Task data:

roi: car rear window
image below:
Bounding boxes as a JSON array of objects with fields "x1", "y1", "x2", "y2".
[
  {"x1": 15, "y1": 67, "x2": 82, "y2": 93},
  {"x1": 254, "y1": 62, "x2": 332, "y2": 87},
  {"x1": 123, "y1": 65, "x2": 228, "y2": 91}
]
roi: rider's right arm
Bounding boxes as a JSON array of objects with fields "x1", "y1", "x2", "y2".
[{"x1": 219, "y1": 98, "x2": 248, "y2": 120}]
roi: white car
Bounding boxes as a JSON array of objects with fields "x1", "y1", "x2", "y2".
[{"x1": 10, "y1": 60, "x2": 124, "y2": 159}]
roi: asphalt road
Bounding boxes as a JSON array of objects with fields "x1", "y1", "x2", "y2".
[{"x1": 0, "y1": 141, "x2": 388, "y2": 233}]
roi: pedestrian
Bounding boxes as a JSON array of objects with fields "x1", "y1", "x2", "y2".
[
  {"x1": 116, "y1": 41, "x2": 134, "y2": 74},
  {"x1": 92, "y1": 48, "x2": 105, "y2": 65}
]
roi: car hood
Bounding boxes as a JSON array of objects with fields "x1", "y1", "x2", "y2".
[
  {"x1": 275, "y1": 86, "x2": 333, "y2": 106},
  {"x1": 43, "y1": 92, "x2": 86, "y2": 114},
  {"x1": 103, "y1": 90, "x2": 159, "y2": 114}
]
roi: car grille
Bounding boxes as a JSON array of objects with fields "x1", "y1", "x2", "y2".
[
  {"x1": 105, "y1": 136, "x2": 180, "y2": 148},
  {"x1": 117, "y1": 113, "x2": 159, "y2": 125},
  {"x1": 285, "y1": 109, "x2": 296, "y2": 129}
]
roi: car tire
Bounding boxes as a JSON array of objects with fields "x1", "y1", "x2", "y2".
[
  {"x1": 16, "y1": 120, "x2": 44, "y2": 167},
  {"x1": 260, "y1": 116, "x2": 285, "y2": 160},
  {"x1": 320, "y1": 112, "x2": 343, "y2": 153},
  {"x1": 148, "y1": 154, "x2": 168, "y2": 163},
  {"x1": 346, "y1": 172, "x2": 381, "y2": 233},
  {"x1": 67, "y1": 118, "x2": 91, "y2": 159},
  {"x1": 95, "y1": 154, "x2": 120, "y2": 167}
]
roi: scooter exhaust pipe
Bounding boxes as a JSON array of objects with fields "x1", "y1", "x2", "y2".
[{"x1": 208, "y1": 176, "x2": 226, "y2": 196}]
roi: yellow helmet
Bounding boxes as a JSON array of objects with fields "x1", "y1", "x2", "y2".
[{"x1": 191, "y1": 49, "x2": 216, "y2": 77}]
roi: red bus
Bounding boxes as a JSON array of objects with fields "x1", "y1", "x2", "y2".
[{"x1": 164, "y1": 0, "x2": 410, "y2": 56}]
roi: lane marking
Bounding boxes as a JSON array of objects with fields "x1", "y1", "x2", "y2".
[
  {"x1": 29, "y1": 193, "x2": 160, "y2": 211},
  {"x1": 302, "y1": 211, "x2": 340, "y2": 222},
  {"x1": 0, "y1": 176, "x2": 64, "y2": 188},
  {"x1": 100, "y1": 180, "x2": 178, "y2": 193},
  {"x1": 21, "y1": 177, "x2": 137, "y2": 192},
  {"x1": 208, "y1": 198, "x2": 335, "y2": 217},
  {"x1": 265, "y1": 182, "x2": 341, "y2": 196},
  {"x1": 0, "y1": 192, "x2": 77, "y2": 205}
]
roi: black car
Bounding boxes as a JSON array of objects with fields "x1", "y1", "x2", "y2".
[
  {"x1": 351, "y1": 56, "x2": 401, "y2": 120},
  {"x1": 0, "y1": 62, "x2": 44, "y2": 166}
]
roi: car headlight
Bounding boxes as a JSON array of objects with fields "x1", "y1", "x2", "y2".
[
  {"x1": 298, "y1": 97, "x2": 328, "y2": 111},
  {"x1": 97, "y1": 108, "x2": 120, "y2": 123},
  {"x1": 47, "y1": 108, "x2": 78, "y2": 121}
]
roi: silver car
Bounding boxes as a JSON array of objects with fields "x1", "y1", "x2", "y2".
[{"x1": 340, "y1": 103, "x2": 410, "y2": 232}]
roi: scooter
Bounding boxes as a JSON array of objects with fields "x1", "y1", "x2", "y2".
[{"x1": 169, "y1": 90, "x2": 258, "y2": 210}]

--

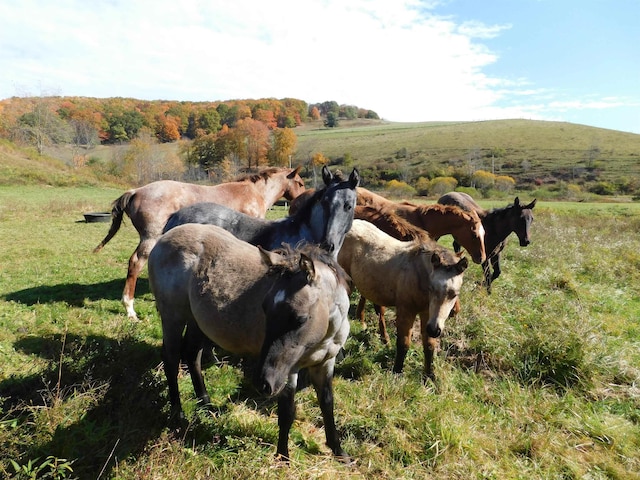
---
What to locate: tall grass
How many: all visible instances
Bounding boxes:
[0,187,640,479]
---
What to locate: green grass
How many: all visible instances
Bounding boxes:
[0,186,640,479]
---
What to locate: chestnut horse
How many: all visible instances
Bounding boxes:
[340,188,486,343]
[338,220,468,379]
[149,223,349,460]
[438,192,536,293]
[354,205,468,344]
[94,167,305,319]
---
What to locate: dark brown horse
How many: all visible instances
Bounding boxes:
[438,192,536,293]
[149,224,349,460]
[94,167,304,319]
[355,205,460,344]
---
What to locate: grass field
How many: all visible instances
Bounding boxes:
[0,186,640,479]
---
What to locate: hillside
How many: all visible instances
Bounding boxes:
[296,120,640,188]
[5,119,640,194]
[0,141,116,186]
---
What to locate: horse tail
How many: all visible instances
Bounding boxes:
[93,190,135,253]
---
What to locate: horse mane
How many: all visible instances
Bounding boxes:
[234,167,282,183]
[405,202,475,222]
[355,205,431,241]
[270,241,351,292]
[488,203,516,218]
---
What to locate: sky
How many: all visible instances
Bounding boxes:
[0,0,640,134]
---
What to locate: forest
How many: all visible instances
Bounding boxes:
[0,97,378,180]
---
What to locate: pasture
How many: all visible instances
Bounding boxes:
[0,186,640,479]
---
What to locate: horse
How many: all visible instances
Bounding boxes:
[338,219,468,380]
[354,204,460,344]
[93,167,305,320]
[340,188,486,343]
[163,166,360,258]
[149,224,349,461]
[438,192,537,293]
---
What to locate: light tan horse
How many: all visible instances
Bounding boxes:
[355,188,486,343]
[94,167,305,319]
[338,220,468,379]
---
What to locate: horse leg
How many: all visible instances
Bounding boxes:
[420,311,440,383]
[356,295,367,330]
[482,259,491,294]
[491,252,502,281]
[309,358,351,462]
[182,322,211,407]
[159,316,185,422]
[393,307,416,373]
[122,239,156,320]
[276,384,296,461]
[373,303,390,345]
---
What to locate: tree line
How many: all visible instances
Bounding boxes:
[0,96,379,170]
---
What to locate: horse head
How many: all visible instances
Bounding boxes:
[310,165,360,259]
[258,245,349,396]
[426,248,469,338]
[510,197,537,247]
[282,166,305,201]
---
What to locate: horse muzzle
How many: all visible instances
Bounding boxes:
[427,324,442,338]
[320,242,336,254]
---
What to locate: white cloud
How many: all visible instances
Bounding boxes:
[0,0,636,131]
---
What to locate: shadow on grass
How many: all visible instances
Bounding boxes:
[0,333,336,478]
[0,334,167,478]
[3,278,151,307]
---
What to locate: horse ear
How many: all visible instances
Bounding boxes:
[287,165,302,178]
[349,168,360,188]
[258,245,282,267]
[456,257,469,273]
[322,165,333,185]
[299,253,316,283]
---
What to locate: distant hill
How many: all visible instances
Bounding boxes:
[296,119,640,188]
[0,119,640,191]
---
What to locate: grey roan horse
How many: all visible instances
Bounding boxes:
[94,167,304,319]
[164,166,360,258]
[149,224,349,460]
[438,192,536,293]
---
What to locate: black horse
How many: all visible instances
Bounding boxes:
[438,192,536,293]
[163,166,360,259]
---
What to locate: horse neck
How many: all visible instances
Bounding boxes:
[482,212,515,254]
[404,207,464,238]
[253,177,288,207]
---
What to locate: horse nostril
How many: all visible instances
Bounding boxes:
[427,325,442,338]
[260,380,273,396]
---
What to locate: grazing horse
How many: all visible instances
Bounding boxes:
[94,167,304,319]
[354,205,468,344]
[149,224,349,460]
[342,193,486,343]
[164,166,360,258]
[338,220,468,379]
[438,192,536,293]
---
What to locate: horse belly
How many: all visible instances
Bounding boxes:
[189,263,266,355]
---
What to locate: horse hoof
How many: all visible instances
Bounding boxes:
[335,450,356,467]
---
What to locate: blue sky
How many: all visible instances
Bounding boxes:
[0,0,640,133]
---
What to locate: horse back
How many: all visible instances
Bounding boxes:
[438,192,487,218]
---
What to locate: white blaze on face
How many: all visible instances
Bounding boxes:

...

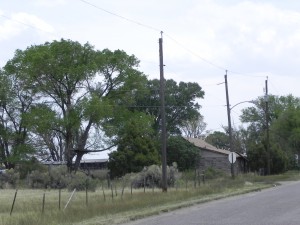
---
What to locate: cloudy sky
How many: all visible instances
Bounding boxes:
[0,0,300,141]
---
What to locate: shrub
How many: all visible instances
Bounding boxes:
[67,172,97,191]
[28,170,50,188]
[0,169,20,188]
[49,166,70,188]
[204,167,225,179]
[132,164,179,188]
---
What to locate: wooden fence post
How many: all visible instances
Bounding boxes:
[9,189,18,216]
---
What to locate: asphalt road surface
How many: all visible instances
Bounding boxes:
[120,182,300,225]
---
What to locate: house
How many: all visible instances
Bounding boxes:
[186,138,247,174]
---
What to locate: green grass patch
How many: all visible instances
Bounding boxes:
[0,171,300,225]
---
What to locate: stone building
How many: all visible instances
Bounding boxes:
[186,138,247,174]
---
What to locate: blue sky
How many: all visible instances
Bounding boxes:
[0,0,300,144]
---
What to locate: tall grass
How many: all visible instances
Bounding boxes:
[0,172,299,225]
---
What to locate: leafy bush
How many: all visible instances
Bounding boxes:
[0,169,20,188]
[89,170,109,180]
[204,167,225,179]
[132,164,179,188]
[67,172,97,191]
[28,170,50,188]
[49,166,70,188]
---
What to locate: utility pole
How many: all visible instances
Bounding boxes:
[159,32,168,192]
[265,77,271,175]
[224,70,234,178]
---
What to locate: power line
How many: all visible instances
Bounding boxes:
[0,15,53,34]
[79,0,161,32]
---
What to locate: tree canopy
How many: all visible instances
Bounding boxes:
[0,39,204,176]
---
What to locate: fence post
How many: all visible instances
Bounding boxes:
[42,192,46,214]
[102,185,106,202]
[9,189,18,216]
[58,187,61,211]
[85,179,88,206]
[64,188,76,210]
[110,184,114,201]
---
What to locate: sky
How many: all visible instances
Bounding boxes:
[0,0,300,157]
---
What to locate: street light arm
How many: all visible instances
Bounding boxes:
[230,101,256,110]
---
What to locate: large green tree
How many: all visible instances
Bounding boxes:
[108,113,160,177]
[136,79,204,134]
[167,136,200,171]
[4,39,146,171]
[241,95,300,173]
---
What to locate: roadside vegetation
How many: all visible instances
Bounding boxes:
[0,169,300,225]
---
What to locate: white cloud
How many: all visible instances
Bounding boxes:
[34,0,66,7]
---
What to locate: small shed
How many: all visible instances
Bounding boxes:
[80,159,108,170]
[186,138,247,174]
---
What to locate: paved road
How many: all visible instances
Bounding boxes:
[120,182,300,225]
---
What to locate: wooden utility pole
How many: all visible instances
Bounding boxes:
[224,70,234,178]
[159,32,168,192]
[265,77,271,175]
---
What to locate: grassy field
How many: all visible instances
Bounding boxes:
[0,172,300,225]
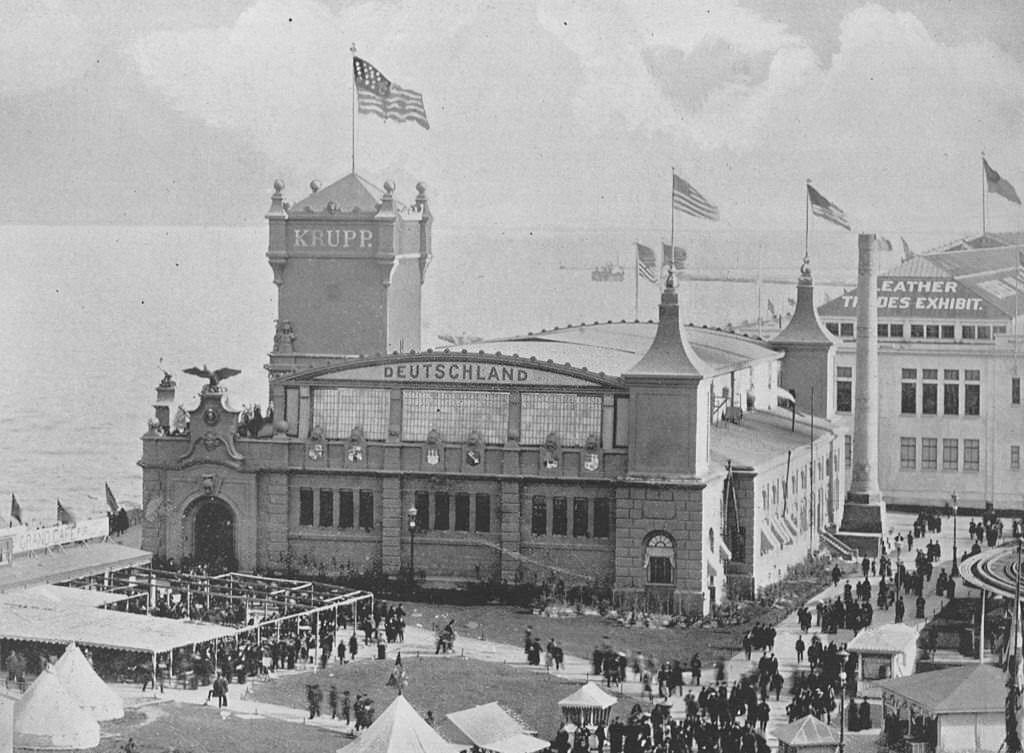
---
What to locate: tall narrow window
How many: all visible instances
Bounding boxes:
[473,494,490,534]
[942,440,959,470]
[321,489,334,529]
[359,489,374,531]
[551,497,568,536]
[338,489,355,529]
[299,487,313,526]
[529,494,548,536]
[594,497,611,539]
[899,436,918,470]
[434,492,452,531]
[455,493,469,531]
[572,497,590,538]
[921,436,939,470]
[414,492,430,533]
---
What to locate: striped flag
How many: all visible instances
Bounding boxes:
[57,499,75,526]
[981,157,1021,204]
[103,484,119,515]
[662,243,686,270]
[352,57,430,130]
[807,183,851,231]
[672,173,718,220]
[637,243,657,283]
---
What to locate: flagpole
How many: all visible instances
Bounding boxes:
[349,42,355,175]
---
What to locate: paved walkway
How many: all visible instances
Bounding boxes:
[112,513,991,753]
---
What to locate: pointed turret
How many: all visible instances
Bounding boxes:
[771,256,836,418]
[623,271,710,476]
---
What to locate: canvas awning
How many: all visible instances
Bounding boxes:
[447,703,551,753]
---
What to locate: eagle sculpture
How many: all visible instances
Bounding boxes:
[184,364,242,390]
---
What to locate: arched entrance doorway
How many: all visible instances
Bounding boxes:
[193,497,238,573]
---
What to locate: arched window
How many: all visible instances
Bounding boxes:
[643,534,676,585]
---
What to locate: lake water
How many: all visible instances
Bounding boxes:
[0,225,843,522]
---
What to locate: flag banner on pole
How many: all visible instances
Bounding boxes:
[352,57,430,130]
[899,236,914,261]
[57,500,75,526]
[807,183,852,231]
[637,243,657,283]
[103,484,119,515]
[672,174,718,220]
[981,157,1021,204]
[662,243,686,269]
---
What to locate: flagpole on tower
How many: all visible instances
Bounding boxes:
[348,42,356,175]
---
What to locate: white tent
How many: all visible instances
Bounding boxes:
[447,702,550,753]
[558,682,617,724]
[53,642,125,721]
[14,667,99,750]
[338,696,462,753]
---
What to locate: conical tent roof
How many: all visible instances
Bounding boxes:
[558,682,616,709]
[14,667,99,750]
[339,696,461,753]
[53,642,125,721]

Given exercise:
Count the lines in the material above that contain the word "asphalt", treating case as significant. Give only the number.

Solution for this problem:
2